* [To do]:
What is the number of lines in the data that include the string "petal"? Give it by itself.

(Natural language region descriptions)

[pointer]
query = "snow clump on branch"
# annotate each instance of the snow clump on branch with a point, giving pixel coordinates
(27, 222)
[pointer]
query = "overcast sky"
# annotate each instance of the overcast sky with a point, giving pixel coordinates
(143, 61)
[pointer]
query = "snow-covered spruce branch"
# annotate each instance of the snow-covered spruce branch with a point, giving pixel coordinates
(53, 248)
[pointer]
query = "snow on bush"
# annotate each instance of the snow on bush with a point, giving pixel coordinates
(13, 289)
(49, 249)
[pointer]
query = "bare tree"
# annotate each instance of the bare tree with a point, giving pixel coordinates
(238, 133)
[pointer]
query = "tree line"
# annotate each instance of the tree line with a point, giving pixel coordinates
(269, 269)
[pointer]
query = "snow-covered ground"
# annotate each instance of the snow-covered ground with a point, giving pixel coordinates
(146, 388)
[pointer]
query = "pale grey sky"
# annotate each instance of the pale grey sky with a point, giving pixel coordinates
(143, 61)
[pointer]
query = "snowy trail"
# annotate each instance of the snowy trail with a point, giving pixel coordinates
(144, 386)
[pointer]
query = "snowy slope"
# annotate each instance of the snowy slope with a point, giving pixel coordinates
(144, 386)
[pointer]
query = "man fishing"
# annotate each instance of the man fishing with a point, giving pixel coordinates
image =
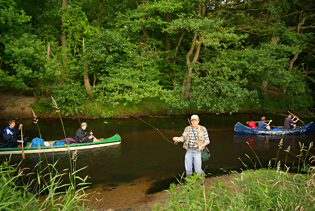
(194, 138)
(9, 136)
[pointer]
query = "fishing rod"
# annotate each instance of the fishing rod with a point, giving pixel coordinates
(160, 131)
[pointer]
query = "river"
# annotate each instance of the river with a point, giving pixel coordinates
(146, 163)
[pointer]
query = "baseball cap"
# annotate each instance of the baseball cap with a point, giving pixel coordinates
(194, 117)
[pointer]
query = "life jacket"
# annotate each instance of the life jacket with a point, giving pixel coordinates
(199, 136)
(9, 131)
(252, 124)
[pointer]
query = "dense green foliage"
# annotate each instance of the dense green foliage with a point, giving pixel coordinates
(215, 56)
(43, 188)
(280, 187)
(264, 189)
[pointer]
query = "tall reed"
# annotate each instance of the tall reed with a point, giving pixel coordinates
(273, 188)
(35, 120)
(46, 188)
(57, 110)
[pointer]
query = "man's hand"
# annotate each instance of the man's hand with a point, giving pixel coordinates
(177, 139)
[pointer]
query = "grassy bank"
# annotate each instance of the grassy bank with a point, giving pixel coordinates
(274, 188)
(263, 189)
(42, 188)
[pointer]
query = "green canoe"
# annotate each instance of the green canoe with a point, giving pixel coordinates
(114, 140)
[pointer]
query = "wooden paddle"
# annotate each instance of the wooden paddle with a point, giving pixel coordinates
(23, 156)
(296, 117)
(263, 121)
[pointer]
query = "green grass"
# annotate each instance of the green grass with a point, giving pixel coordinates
(47, 190)
(274, 188)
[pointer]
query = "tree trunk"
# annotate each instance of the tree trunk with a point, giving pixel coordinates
(48, 50)
(86, 73)
(190, 64)
(63, 37)
(101, 7)
(167, 37)
(178, 44)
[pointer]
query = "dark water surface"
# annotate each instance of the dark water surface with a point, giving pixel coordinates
(145, 154)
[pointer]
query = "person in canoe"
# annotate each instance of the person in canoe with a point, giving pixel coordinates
(81, 136)
(289, 123)
(263, 125)
(195, 138)
(9, 135)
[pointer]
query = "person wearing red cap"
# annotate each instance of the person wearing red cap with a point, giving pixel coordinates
(81, 136)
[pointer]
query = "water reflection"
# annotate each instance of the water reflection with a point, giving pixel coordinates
(145, 157)
(268, 147)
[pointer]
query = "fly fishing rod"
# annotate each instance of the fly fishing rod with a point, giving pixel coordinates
(159, 131)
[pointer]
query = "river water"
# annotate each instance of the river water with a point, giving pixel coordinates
(146, 162)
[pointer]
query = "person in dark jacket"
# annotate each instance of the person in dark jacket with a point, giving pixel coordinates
(81, 136)
(9, 135)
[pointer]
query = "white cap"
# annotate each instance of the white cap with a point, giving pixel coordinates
(194, 117)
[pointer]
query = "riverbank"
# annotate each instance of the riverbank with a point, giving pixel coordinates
(261, 189)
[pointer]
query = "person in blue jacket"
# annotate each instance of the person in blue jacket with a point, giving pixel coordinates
(9, 135)
(263, 125)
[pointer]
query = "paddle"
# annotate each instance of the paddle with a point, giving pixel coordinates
(263, 121)
(296, 117)
(23, 156)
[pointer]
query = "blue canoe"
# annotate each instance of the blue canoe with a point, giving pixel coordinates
(242, 129)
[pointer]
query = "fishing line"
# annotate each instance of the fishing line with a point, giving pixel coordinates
(75, 104)
(160, 132)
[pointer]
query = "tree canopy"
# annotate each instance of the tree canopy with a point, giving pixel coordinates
(216, 56)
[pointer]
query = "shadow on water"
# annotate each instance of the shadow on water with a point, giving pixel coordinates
(146, 157)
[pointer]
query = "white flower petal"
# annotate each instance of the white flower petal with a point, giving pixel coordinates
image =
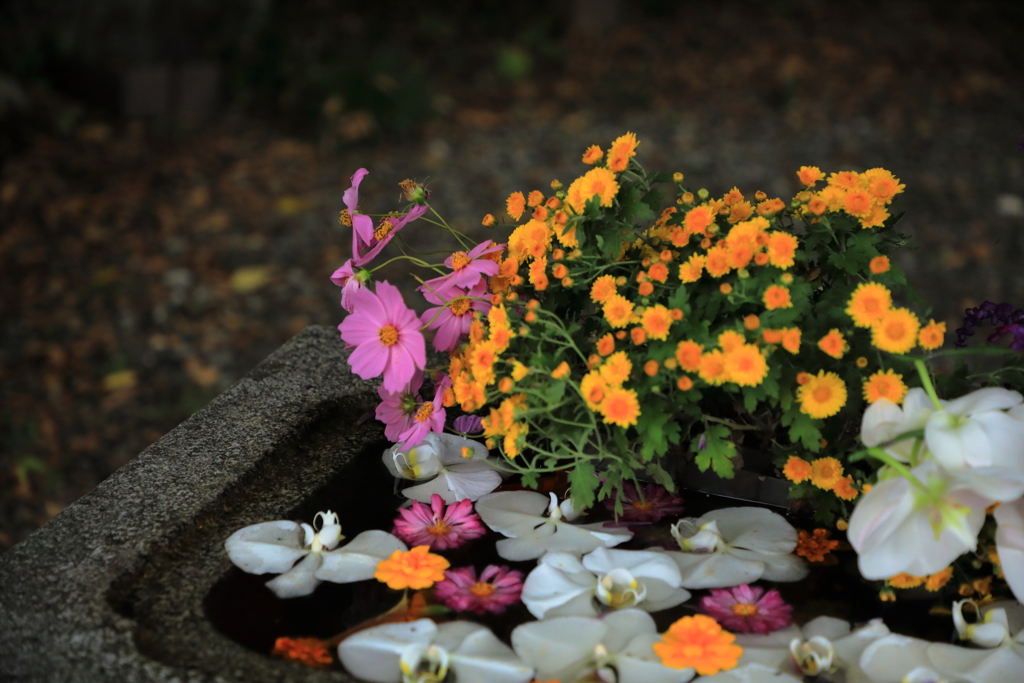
(298, 581)
(266, 548)
(357, 560)
(373, 654)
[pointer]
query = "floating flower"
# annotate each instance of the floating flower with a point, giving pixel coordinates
(536, 524)
(417, 568)
(649, 504)
(733, 546)
(275, 547)
(386, 336)
(497, 588)
(423, 650)
(748, 609)
(617, 647)
(698, 643)
(458, 468)
(822, 395)
(562, 586)
(438, 526)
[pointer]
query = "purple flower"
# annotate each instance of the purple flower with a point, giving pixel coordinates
(497, 588)
(747, 609)
(437, 525)
(655, 503)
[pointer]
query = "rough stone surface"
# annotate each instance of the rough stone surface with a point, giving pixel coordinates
(113, 589)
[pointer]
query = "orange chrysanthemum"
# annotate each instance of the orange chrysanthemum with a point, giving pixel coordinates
(515, 205)
(822, 396)
(698, 642)
(896, 331)
(868, 303)
(797, 470)
(417, 568)
(620, 407)
(885, 385)
(777, 296)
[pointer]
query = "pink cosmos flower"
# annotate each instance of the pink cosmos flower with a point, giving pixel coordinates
(656, 503)
(747, 609)
(397, 410)
(437, 525)
(386, 337)
(468, 269)
(454, 316)
(497, 588)
(428, 418)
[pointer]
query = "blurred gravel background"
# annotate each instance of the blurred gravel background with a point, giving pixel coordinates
(153, 251)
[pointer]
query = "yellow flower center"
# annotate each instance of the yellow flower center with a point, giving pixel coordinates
(388, 335)
(482, 590)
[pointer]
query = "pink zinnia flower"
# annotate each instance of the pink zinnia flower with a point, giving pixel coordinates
(748, 609)
(656, 503)
(386, 337)
(437, 525)
(468, 268)
(453, 319)
(428, 418)
(497, 588)
(397, 410)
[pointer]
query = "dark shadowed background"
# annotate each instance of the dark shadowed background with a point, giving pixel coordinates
(171, 171)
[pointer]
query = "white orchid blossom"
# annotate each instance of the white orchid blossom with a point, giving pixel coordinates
(733, 546)
(920, 524)
(825, 647)
(616, 648)
(422, 651)
(562, 586)
(274, 547)
(458, 468)
(1000, 658)
(537, 523)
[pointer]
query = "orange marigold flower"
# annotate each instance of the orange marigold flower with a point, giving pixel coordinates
(656, 321)
(879, 264)
(515, 205)
(834, 344)
(311, 652)
(868, 303)
(777, 296)
(688, 354)
(698, 642)
(815, 546)
(809, 175)
(620, 407)
(825, 473)
(417, 568)
(617, 310)
(932, 335)
(797, 470)
(885, 385)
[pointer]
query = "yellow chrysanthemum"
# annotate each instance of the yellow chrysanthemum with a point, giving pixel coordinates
(896, 331)
(885, 384)
(868, 303)
(822, 396)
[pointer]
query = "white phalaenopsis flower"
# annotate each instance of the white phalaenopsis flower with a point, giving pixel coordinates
(537, 524)
(1000, 658)
(733, 546)
(274, 547)
(458, 468)
(562, 586)
(920, 527)
(422, 651)
(616, 648)
(825, 646)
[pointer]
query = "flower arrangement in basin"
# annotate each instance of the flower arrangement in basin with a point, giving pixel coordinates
(624, 326)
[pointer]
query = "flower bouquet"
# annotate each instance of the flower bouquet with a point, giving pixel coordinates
(619, 329)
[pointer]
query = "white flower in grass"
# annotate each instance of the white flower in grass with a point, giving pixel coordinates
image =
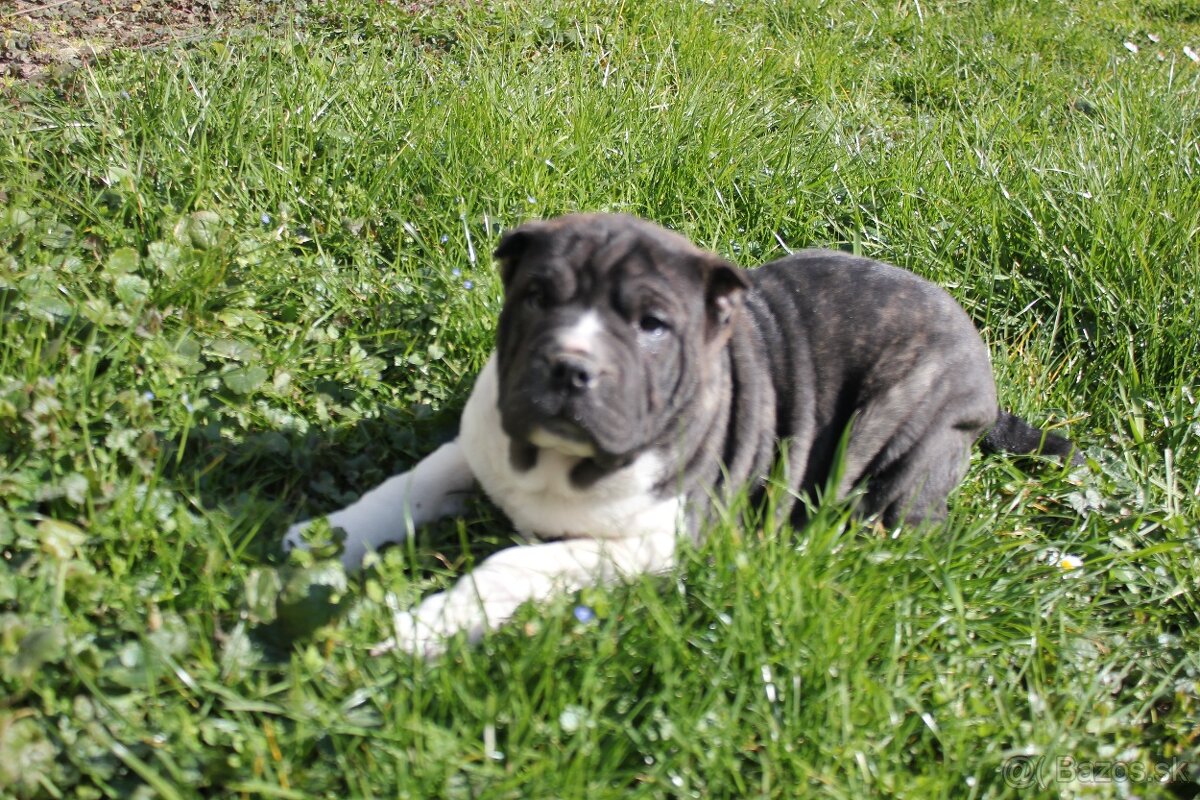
(1068, 563)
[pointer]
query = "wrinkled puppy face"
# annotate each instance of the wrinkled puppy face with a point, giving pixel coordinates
(609, 324)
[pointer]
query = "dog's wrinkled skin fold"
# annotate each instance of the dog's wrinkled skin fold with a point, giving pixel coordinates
(639, 380)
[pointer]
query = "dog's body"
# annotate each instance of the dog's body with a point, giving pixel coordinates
(639, 379)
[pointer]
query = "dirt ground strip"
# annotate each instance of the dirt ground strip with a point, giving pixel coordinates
(41, 37)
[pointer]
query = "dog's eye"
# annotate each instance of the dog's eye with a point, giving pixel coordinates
(652, 325)
(535, 296)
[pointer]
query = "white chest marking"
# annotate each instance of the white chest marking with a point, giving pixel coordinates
(543, 500)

* [Reply to the task]:
2